Repeat exactly the lines of the entries below from the one with "pixel 233 394" through the one with "pixel 309 268", both ends included, and nothing else.

DATA SUPPLIED: Begin

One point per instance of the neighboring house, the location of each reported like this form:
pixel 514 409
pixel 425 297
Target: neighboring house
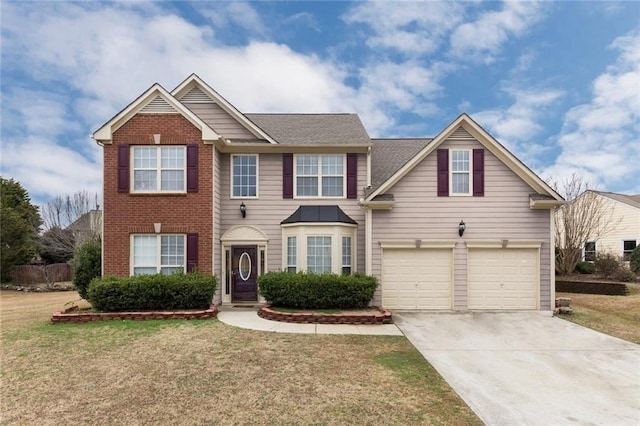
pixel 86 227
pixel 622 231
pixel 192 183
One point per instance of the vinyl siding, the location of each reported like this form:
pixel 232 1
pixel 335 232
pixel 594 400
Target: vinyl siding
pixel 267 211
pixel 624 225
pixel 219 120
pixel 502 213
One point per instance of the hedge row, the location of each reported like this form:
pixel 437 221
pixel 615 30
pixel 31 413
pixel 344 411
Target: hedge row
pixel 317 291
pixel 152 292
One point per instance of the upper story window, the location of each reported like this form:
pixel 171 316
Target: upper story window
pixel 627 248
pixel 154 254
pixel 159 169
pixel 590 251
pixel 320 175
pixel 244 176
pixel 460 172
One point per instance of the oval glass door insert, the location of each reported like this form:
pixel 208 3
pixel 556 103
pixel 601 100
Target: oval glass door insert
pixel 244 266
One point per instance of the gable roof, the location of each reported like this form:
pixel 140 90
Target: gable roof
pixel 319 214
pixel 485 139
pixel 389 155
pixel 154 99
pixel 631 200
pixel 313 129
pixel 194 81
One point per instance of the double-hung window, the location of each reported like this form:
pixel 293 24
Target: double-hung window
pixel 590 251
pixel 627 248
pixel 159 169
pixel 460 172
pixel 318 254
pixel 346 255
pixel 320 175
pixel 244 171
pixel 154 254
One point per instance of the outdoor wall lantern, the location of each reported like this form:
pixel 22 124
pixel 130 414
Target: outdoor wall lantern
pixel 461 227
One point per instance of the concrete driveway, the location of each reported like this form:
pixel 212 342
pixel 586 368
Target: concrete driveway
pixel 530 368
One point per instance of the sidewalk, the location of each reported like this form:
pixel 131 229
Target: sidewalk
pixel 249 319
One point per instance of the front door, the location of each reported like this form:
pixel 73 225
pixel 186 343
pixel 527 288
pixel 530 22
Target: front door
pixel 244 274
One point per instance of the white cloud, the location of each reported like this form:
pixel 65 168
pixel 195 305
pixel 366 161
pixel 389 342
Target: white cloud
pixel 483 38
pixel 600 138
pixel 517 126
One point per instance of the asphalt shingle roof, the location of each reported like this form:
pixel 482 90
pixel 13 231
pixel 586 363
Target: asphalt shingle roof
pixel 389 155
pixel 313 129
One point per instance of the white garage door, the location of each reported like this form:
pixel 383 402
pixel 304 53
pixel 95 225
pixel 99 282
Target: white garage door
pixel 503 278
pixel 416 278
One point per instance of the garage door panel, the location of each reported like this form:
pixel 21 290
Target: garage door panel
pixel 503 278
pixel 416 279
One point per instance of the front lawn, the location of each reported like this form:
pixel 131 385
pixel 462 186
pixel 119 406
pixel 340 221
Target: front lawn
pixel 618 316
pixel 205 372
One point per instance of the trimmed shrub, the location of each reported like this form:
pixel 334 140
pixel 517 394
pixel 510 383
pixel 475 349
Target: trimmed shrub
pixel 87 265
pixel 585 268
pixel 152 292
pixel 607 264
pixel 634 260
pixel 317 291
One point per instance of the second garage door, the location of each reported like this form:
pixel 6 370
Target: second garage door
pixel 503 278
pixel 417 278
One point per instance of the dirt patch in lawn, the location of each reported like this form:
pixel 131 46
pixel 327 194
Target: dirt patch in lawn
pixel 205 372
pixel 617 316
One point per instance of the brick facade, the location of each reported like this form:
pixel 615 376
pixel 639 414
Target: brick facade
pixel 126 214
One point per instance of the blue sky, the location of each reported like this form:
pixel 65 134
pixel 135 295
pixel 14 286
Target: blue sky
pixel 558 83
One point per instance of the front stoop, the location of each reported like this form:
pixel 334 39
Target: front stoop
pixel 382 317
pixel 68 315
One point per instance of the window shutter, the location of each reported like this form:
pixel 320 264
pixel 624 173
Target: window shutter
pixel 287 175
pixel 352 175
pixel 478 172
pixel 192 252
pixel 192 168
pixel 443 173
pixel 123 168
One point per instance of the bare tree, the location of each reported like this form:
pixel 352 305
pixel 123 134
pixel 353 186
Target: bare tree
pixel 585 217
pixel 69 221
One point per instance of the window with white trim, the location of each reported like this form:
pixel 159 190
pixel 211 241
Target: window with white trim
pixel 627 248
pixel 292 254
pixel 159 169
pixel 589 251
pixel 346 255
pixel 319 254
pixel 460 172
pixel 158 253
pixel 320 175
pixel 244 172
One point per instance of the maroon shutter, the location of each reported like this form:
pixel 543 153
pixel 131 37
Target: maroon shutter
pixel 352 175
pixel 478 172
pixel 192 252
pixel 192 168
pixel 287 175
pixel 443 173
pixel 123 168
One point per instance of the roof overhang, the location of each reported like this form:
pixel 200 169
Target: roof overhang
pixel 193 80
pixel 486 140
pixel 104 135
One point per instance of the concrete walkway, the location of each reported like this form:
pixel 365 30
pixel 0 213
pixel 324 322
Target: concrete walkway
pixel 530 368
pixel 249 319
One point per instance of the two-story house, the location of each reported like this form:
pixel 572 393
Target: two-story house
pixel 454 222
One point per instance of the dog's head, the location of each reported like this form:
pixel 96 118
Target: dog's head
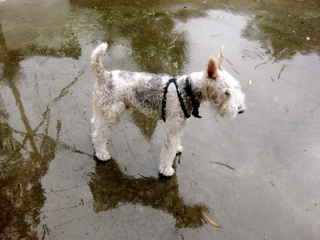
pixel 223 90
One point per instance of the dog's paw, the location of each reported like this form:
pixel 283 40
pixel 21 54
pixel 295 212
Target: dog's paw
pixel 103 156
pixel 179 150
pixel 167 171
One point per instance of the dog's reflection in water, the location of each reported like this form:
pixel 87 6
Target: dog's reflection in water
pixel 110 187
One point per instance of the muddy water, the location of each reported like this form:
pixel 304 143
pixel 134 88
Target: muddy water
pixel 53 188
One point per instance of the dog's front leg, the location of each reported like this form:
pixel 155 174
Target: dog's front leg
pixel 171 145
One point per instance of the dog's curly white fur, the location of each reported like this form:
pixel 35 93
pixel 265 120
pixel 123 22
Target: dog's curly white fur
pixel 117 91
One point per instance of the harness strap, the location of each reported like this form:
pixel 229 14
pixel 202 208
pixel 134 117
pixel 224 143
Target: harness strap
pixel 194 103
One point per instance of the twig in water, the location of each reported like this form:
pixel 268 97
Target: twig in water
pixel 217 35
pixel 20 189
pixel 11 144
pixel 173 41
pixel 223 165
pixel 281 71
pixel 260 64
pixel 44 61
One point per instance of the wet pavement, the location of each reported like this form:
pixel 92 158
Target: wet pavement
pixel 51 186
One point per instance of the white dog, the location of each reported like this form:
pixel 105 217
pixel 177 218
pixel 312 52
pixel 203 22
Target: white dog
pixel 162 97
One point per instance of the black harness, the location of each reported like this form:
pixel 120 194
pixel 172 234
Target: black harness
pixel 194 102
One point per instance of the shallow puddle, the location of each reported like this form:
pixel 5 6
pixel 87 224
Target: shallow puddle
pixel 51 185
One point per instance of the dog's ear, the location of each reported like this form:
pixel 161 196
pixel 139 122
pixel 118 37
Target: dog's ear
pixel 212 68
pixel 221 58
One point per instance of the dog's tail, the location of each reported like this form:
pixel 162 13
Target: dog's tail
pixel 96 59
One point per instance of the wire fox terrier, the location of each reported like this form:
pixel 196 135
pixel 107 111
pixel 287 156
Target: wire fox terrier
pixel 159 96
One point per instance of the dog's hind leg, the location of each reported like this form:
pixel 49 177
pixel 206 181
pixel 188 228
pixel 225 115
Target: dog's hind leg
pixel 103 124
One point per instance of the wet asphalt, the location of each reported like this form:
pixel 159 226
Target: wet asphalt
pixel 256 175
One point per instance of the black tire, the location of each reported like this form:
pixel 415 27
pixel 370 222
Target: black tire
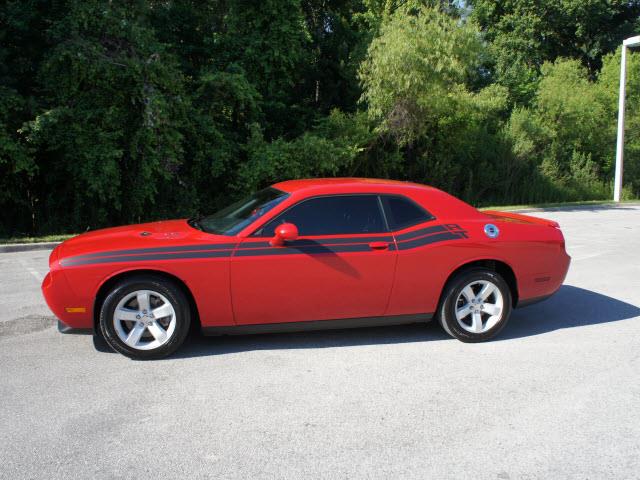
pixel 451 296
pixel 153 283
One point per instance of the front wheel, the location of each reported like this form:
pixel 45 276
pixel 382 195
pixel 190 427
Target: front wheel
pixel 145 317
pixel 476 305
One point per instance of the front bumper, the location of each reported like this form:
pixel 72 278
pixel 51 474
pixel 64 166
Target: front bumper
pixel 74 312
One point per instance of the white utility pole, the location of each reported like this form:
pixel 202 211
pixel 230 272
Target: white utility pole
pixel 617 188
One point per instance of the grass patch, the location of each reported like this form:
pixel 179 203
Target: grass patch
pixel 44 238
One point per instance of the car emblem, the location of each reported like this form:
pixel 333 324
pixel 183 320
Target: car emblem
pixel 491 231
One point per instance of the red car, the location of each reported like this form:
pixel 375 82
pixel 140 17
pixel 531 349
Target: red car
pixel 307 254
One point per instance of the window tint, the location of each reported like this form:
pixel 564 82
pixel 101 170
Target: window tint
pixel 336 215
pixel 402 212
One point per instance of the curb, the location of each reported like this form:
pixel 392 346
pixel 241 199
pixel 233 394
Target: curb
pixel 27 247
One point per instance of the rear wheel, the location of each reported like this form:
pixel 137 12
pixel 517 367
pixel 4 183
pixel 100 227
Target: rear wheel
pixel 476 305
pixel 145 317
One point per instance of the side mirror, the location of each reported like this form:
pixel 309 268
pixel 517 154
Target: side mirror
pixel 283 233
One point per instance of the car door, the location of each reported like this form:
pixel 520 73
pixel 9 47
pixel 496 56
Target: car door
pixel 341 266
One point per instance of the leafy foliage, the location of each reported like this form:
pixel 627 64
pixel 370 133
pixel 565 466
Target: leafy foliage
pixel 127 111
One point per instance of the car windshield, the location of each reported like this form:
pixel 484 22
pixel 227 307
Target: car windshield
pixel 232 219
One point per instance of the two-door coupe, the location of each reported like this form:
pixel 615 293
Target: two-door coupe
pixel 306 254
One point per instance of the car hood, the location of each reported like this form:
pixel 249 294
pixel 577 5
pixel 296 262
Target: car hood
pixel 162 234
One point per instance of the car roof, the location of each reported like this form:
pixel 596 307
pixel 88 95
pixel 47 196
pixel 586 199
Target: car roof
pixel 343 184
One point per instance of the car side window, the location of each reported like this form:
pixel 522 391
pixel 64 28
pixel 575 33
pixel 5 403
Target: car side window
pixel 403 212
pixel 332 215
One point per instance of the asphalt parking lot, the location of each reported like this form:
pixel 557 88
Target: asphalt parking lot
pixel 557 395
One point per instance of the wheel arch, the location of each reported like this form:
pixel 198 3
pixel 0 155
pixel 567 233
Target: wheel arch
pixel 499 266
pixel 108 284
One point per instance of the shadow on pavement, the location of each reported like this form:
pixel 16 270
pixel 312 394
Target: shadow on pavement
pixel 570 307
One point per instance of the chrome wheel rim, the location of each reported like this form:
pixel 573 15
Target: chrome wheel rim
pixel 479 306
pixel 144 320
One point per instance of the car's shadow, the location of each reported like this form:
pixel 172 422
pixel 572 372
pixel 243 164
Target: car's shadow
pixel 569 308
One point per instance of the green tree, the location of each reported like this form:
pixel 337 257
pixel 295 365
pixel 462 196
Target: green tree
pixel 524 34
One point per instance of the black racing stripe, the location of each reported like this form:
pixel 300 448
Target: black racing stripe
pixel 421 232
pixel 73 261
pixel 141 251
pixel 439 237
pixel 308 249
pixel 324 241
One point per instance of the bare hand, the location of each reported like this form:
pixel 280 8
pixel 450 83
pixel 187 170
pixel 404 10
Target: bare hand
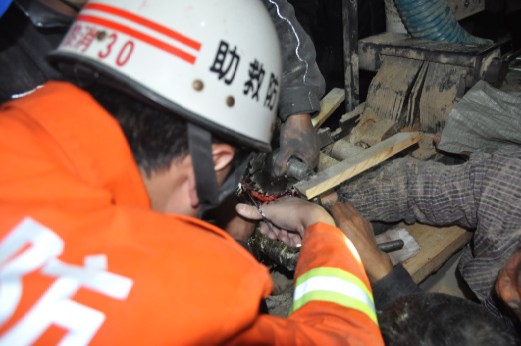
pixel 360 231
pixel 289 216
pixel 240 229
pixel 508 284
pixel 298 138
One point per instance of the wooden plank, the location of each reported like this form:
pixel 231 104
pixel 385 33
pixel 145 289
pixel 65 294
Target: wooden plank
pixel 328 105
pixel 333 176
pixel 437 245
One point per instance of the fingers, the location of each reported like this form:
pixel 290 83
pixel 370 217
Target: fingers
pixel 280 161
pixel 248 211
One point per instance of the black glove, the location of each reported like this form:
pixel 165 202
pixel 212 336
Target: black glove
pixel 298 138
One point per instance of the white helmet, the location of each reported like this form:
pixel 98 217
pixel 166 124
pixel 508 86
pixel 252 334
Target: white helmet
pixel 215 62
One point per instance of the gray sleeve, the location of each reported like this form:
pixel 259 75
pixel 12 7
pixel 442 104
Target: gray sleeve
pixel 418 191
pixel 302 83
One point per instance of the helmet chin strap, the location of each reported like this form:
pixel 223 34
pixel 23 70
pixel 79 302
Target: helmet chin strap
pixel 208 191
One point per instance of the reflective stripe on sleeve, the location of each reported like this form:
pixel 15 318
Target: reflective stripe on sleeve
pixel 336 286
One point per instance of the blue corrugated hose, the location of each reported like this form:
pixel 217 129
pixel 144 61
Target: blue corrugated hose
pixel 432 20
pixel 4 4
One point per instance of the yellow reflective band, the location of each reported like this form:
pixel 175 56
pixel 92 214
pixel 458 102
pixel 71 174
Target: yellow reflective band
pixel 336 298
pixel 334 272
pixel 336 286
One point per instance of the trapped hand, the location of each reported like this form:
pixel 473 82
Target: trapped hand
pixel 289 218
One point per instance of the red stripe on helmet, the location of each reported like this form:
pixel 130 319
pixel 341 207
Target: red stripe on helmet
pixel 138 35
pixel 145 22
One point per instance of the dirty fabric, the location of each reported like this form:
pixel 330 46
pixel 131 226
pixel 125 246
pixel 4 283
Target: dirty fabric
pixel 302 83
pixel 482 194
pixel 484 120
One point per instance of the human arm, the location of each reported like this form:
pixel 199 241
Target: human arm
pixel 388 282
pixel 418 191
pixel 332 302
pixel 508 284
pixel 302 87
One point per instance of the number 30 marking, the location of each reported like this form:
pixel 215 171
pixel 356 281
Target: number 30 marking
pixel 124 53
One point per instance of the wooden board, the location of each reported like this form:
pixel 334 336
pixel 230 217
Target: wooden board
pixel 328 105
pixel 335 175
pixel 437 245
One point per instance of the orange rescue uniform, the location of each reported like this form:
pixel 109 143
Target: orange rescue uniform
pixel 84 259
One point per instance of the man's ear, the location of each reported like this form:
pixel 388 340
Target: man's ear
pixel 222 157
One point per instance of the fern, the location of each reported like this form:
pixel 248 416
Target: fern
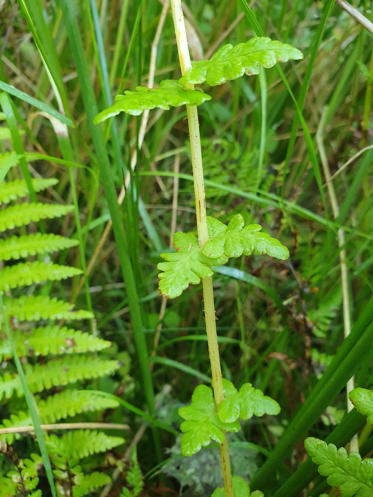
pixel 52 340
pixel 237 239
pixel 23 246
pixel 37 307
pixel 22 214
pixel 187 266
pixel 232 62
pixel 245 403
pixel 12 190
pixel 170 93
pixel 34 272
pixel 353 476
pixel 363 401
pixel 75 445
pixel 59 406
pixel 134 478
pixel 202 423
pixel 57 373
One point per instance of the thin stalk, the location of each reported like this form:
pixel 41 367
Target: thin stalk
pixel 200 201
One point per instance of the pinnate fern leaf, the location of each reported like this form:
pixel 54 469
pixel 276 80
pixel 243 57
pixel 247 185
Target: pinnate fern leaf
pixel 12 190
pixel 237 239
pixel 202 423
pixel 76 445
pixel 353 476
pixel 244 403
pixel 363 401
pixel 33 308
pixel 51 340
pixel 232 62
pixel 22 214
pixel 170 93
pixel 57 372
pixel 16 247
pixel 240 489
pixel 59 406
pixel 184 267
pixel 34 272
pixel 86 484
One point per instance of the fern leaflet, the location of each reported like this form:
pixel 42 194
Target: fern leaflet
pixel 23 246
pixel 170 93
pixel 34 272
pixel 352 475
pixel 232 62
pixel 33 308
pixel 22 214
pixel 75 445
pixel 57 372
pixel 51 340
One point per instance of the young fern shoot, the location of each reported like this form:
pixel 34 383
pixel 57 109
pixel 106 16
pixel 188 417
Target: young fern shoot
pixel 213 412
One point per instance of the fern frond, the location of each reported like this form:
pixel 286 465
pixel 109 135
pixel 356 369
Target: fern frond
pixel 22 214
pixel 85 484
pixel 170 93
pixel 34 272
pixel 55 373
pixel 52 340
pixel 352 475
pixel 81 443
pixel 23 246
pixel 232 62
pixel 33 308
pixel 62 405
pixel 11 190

DATA SUPPLIED: End

■ RESULT OF THE TASK:
pixel 233 394
Target: curb
pixel 27 247
One point per instance of the rear wheel, the location of each reported like this form:
pixel 137 12
pixel 517 367
pixel 4 183
pixel 100 227
Target: rear wheel
pixel 476 305
pixel 145 317
One point per instance of the side mirror, the location of each reported like this form:
pixel 309 268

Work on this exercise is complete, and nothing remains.